Task prompt – In the commentary on Brooks, what does Mitt Romney want to keep the focus on?

[[ Provided text, beginning ]]

Brooks also, complains, "Successive presidents have layered on regulations and loopholes, creating a form of state capitalism in which big businesses thrive because they have political connections and small businesses struggle", and in fairness does not single out the presidents of any particular party. But in complaining about middle class wage stagnation, the growth of the service sector and decline of the "innovative sectors" (whatever that means), Brooks omits any mention of labor organization and globalization. Again, back to Germany, a nation that took a very different position on labor organization and maintained a different manufacturing policy through the rise of globalization, and preserved some of what we have lost. Also, what nation does Brooks imagine has a more robust "innovative sector" than this one? It may be that tech often doesn't require huge factories and tens of thousands of workers, but I'm seeing a lot of innovation coming from U.S. companies.

Brooks pretty much admits that the Republican leadership won't be honest, even with its most fervent followers, about its agenda:
This is the source of Republican extremism: the conviction that the governing model is obsolete. It needs replacing.

Mitt Romney hasn’t put it this way. He wants to keep the focus on President Obama. But this worldview is implied in his (extremely vague) proposals. He would structurally reform the health care system, moving toward a more market-based system. He would simplify the tax code. He would reverse 30 years of education policy, decentralizing power and increasing parental choice. The intention is the same, to create a model that will spark an efficiency explosion, laying the groundwork for an economic revival.

[[ Provided text, end ]]
[[ Extracted material, beginning ]]

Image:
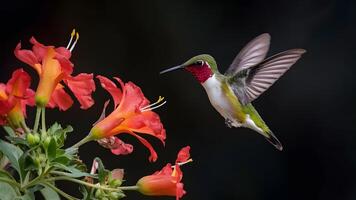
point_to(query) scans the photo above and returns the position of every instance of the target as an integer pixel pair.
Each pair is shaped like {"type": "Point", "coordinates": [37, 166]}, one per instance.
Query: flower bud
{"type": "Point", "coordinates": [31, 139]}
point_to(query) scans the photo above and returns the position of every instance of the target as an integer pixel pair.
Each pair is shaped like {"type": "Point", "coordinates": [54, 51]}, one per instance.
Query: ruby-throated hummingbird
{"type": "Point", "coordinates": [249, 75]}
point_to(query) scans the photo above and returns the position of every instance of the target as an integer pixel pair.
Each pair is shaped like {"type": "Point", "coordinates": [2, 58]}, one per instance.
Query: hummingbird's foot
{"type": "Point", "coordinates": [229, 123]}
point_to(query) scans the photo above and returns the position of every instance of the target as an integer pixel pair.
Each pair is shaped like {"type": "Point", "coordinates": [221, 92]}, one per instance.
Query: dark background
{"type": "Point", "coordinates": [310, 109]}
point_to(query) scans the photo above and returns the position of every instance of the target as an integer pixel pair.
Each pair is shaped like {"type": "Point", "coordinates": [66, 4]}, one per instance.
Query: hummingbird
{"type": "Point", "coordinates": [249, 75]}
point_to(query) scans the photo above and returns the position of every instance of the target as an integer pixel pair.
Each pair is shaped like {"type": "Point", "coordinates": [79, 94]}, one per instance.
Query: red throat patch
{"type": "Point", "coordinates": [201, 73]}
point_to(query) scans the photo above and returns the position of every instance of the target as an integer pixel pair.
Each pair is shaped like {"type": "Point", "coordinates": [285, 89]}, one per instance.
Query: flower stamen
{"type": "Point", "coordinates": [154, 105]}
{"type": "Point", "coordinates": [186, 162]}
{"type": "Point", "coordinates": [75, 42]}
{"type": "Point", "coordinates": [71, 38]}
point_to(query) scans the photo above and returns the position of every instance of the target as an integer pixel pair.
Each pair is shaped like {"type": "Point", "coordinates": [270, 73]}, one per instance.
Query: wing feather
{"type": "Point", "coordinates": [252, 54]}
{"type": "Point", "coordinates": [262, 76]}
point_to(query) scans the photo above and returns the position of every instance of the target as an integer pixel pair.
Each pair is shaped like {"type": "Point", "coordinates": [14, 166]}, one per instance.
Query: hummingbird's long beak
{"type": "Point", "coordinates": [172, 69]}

[[ Extracted material, end ]]

Solved problem – President Obama.